(Recorded data)
┌──
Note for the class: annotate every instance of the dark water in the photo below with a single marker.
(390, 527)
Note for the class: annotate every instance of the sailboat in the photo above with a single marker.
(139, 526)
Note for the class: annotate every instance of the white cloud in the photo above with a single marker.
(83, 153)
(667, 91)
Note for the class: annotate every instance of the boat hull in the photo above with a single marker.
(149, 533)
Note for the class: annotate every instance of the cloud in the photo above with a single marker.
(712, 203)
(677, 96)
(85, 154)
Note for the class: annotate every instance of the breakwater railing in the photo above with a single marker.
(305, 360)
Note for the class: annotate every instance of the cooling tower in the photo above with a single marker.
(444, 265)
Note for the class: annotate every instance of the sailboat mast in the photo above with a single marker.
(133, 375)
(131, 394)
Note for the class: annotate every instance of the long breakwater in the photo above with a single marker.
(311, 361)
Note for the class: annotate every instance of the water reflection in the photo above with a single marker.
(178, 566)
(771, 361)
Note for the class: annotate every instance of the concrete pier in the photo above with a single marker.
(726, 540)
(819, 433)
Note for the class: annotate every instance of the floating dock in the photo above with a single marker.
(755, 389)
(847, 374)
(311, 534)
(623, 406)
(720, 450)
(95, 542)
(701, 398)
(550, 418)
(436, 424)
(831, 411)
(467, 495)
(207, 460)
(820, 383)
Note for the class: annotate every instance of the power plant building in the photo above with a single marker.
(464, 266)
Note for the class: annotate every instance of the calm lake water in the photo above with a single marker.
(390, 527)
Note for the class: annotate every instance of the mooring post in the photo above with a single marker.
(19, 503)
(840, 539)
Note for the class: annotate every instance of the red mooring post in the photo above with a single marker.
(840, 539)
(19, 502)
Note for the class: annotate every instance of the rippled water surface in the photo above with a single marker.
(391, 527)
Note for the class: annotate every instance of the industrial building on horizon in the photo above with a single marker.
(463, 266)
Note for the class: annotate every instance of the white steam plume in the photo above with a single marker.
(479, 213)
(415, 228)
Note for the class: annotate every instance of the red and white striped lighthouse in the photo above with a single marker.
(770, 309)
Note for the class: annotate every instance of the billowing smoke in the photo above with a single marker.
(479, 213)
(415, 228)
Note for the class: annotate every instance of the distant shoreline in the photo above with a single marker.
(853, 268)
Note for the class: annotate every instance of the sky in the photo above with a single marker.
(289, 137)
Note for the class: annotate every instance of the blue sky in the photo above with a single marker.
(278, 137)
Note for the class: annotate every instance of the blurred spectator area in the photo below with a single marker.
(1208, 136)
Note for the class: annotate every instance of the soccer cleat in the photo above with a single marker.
└──
- Given request:
Repeat, without changes, every line from the one that contains "Note for the class: annotate every instance of the red and" through the final line of the data.

- Written response:
Note for the class: annotate every instance of the red and white striped lighthouse in the photo above with a single marker.
(770, 309)
Note for the class: annotate every instance of the billowing smoke in the photo above with a single marker.
(479, 213)
(415, 228)
Note for the class: annotate every instance of the distant shoreline in the photo above with a single marker.
(853, 268)
Note for the class: annotate every instance of the sky in the photo above with a single marker.
(289, 137)
Note for the class: annotate every instance of the blue sky in the photo above with a single marker.
(278, 137)
Note for the class: annotate every instance of the blurred spectator area in the photo below with a single marker.
(1208, 136)
Note for the class: annotate every instance of the soccer cleat in the photo above with a single marker.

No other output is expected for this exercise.